■ What the exercise asks
Copy out only the lines starting with the line with "Return the mask of every instance of the window" and going on through the line with "75), (135, 76)]", substituting "skylight" for "window" and keeping everything else unchanged.

■ Data provided
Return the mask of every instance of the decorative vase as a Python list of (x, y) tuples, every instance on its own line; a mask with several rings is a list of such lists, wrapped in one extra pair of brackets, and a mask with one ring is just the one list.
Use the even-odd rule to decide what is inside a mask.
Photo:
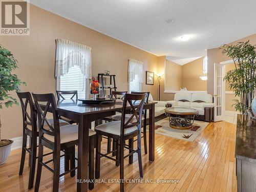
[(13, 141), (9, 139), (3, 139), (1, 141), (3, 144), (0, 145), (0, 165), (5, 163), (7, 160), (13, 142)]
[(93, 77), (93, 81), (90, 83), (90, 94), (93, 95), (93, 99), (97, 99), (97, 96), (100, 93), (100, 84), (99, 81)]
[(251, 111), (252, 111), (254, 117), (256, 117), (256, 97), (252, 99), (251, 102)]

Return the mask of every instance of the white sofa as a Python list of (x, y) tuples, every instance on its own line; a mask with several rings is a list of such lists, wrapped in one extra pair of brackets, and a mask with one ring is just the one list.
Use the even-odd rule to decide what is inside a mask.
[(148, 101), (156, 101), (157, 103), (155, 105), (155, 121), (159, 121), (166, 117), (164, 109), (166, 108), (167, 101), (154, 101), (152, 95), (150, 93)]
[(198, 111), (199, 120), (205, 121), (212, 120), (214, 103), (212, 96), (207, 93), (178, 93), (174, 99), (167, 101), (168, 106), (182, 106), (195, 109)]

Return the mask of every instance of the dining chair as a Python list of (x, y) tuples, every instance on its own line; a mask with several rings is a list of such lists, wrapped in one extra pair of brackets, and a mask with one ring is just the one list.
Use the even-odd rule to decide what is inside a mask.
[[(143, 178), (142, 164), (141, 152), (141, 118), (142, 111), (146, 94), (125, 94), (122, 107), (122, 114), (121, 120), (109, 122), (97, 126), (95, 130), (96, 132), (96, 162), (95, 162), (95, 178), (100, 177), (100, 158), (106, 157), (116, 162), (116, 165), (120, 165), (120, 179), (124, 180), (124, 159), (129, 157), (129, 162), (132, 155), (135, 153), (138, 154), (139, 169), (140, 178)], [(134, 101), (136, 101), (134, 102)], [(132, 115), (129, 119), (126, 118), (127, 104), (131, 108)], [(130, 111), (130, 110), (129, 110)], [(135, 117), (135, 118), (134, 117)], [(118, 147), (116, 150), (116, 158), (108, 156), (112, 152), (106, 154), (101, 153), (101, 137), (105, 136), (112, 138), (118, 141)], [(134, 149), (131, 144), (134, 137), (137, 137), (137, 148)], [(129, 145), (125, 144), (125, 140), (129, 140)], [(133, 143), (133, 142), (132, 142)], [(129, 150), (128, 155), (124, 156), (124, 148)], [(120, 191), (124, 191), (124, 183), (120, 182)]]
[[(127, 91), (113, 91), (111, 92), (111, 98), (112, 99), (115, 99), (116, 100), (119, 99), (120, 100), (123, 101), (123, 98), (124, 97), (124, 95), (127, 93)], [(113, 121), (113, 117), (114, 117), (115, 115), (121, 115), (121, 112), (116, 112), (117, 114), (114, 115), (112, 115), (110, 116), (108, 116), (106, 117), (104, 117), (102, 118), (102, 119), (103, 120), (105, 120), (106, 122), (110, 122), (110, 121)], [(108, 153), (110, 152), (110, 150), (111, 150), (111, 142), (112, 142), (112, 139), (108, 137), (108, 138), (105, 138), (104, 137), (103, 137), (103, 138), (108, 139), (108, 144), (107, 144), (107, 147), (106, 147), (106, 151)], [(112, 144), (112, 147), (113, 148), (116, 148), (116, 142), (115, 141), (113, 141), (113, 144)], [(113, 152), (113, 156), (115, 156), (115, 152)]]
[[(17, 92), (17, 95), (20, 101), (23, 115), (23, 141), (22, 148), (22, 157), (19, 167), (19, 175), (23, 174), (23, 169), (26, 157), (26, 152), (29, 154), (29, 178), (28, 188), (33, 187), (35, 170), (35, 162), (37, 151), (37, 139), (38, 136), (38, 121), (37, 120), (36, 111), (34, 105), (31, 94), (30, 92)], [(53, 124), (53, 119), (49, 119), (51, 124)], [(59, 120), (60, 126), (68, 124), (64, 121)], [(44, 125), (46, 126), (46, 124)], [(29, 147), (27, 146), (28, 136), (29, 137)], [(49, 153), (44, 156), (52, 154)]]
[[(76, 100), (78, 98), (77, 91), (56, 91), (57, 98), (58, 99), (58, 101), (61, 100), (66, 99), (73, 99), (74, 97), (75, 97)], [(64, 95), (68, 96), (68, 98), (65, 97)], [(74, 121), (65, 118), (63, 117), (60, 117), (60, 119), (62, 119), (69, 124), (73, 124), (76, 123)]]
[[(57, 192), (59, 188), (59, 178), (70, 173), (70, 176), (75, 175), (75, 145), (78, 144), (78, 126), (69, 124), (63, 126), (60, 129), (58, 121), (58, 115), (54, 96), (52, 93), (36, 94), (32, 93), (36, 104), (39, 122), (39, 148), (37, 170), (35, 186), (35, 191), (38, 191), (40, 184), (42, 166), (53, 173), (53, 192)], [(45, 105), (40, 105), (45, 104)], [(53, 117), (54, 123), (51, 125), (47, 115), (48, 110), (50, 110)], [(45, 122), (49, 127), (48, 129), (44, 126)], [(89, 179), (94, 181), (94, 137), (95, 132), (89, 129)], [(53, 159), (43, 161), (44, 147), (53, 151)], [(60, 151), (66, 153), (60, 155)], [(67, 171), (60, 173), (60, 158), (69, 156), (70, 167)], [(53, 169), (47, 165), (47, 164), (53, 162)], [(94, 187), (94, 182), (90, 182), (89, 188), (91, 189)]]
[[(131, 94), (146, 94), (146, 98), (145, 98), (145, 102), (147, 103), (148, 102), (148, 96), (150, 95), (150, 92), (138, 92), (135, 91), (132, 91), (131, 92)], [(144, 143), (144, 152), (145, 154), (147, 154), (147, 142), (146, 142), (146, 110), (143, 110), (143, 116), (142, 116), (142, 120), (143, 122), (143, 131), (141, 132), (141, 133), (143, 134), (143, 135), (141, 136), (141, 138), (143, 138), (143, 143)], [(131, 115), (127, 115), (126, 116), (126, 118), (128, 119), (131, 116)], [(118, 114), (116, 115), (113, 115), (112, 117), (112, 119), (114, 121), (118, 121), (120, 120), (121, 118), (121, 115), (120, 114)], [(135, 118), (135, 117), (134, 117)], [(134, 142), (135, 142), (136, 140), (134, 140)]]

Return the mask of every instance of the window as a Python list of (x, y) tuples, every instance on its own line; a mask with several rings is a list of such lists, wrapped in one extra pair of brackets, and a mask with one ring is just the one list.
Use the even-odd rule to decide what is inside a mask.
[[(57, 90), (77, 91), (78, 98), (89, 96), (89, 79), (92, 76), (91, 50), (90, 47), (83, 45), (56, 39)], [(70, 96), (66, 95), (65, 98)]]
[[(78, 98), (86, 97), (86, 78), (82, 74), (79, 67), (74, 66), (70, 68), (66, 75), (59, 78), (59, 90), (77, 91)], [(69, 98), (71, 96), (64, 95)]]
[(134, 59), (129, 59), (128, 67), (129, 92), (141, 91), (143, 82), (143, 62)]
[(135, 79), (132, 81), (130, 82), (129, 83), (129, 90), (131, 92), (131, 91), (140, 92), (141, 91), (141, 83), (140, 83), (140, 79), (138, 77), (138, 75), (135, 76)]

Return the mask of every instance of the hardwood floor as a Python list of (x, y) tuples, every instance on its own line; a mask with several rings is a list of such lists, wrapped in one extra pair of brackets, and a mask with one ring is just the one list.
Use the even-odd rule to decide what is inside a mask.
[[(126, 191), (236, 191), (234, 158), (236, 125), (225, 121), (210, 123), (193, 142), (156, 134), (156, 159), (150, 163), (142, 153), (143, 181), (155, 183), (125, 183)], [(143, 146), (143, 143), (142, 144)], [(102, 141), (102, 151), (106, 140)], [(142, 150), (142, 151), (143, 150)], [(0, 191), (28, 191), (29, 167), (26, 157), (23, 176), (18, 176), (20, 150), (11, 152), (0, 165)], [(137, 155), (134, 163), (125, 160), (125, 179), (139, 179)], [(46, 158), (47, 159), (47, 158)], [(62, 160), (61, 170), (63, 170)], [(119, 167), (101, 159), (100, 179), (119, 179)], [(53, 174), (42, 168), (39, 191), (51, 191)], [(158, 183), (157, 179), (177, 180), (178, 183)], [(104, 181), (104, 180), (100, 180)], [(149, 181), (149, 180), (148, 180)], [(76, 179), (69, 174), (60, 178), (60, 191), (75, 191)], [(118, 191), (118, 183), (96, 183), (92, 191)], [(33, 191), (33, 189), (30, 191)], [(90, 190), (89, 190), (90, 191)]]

---

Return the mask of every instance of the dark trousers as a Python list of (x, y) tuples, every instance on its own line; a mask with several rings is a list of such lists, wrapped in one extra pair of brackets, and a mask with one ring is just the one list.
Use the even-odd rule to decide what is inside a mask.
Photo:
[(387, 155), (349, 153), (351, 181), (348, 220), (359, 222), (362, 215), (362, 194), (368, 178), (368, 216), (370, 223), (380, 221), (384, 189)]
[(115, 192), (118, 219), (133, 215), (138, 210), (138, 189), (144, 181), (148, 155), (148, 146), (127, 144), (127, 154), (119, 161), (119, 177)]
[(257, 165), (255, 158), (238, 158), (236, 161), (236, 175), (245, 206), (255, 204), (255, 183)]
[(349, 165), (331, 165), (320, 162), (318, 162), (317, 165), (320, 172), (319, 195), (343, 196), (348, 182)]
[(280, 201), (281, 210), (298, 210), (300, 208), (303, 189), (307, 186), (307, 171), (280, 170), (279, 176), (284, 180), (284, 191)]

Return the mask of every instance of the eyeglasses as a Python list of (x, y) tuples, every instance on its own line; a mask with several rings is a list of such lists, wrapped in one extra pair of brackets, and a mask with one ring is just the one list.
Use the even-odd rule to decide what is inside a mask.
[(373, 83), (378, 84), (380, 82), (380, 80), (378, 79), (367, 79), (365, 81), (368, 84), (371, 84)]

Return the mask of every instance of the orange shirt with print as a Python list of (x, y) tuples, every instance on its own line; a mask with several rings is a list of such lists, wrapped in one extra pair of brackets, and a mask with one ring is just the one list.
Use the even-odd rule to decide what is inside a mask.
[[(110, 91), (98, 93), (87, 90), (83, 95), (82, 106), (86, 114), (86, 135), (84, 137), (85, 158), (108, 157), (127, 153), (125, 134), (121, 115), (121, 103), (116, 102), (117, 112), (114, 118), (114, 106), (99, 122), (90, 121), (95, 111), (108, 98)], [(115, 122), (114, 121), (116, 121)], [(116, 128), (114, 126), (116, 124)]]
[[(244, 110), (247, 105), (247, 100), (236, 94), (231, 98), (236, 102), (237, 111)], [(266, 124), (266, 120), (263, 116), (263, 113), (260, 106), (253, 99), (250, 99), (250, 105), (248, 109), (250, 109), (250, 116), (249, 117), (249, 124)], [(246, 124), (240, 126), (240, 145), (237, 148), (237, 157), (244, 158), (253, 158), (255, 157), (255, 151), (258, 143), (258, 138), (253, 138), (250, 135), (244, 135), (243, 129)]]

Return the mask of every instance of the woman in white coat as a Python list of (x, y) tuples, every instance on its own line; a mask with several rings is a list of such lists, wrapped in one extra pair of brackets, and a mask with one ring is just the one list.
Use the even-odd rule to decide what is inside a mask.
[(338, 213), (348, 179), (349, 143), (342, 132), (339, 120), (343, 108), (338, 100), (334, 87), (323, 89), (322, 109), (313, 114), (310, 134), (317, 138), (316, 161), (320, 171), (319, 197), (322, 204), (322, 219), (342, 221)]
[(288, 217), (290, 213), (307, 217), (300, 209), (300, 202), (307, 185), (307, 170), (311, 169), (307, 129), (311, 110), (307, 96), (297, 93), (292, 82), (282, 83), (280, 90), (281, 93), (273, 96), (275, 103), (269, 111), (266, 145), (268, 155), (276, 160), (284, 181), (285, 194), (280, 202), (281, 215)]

■ Written response
Return the mask of every instance of the skylight as a Python list of (x, y) tuples, every instance on its own line; a mask with several rings is a list of such lists, wrapped in one extra pair of brackets, and a mask with one ring is just the one list.
Use the even-odd rule to decide what is inside a mask.
[[(57, 90), (77, 91), (78, 98), (89, 96), (89, 79), (92, 76), (91, 50), (90, 47), (83, 45), (56, 39)], [(70, 96), (66, 95), (65, 98)]]
[[(78, 98), (86, 97), (86, 78), (82, 74), (79, 67), (74, 66), (70, 68), (66, 75), (59, 78), (59, 90), (77, 91)], [(69, 98), (71, 96), (64, 95)]]
[(134, 59), (129, 59), (128, 67), (129, 92), (141, 91), (143, 82), (143, 62)]
[(135, 79), (132, 81), (130, 82), (129, 83), (129, 90), (131, 92), (131, 91), (140, 92), (141, 91), (141, 83), (140, 83), (140, 79), (138, 77), (138, 75), (135, 76)]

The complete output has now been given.